**Items:**
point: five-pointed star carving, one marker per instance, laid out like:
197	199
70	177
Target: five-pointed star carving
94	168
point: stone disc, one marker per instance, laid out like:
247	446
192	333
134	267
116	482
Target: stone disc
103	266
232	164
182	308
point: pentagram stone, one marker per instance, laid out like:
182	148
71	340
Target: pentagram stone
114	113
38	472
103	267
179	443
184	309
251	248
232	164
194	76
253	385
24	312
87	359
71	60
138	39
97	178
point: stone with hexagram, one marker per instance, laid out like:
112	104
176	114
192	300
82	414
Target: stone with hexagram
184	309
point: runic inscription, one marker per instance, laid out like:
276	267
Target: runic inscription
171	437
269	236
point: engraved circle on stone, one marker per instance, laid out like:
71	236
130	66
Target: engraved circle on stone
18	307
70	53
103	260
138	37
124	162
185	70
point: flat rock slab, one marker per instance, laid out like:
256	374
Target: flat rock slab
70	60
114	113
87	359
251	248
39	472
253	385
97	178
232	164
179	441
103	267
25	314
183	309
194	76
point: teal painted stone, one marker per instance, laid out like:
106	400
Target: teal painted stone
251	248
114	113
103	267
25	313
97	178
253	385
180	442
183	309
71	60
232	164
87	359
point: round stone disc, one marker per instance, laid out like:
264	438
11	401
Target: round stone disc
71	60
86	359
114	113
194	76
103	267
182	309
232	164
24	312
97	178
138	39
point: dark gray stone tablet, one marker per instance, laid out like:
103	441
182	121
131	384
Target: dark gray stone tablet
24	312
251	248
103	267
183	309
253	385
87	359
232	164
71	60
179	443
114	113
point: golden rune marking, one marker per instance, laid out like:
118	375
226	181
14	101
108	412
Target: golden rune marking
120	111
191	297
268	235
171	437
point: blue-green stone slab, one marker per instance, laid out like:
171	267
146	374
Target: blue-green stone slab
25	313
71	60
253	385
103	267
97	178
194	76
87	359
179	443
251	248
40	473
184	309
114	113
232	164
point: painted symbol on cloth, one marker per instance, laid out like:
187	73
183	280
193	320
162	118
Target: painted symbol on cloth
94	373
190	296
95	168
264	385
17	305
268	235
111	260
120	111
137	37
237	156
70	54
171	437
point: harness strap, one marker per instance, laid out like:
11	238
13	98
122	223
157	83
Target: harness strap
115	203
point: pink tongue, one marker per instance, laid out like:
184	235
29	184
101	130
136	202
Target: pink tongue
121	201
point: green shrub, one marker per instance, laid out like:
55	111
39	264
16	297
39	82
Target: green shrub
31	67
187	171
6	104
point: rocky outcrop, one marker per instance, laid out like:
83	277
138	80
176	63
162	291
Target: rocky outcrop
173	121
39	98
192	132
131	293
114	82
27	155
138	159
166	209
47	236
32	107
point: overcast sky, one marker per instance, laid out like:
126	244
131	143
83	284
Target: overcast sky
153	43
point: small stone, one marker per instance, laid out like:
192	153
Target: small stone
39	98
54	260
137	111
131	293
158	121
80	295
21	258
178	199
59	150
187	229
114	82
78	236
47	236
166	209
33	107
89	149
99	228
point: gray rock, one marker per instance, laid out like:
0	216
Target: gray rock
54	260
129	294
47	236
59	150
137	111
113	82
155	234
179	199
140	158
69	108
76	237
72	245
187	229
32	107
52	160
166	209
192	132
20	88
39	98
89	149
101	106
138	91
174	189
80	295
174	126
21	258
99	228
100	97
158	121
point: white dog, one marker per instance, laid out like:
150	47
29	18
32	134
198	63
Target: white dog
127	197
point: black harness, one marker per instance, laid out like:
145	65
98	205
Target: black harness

**Job:**
Return the material exactly as it stands.

**Solution:**
point: five-pointed star carving, one marker per instance, laid out like:
197	199
70	177
Target: five-pointed star carving
94	168
point: stone disc, one marker per instance, laid out like:
247	446
192	333
134	267
116	482
Target: stone disc
103	266
232	164
182	308
point: pentagram stone, one marker per instance, laid out like:
182	148
71	340
Target: pentagram stone
114	113
38	472
103	267
179	443
184	309
251	248
232	164
194	76
253	385
24	312
87	359
71	60
138	39
97	178
point: stone with hexagram, one marker per instance, laid out like:
112	104
176	114
192	300
82	414
Target: stone with hexagram
184	309
point: runic inscription, one marker per instance, laid out like:
276	267
Target: runic inscription
171	437
269	236
point: engraved circle on stone, one marker per instance, laid out like:
71	236
130	66
Target: engraved circle on stone
18	307
70	53
103	260
138	37
124	162
185	70
point: flat rock slab, one marker per instance, laid out like:
256	374
Target: flat rock slab
70	60
114	113
87	359
251	248
39	472
253	385
97	178
232	164
179	441
103	267
25	314
183	309
194	76
point: teal painted stone, one marker per instance, laid out like:
106	400
Target: teal painted stone
251	248
114	113
103	267
25	313
97	178
253	385
180	442
183	309
71	60
232	164
87	359
point: round stone disc, one marker per instance, laid out like:
264	438
11	401
Target: round stone disc
71	60
86	359
114	113
194	76
103	267
182	309
232	164
24	312
97	178
138	39
point: dark gray stone tablet, one marker per instance, laid out like:
103	441
182	121
131	384
Target: dark gray stone tablet
24	312
251	248
103	267
183	309
253	385
87	359
232	164
71	60
179	443
114	113
point: golden rune marking, one marker per instance, laid out like:
118	375
226	181
14	101
108	412
Target: golden rune marking
120	111
191	297
268	235
171	437
point: blue-green stone slab, one marker per instance, laid out like:
171	267
146	374
Target: blue-green stone slab
25	313
71	60
253	385
103	267
97	178
194	76
87	359
179	443
251	248
40	473
184	309
114	113
232	164
point: painted symbol on cloth, one marker per instance, laid out like:
187	73
183	280
193	320
162	118
Target: painted symbol on cloth
94	373
190	296
95	168
264	385
17	305
268	235
111	260
120	111
137	37
237	156
70	54
171	437
point: harness strap, one marker per instance, laid out like:
11	238
13	98
122	223
157	83
Target: harness strap
115	203
point: pink tongue, one marker per instance, laid out like:
184	235
29	184
101	130
136	202
Target: pink tongue
121	201
point: green shrub, one marker per instance, laid out like:
55	111
39	264
16	297
39	82
Target: green shrub
31	67
187	171
6	104
point: rocky outcrop, one marker per instance, laid out like:
83	277
138	80
176	63
162	291
Target: rocky outcrop
173	121
39	98
192	132
131	293
114	82
27	155
138	159
166	209
47	236
32	107
point: overcast sky, one marker per instance, laid out like:
126	244
131	143
83	284
Target: overcast sky
153	43
point: small stone, one marker per instance, laid out like:
192	153
Target: small stone
39	98
54	260
137	111
131	293
158	121
80	295
21	258
178	199
59	150
187	229
114	82
78	236
47	236
166	209
33	107
89	149
99	228
point: gray rock, one marker per instance, laid out like:
0	216
Target: gray rock
54	260
129	294
47	236
59	150
137	111
113	82
155	234
179	199
140	158
69	108
76	237
72	245
187	229
32	107
52	160
166	209
192	132
20	88
39	98
89	149
101	106
138	91
174	189
80	295
174	126
21	258
99	228
100	97
158	121
point: white dog, one marker per instance, laid out like:
150	47
29	18
32	134
198	63
Target: white dog
127	197
point: black harness, one marker per instance, laid out like:
145	65
98	205
Target: black harness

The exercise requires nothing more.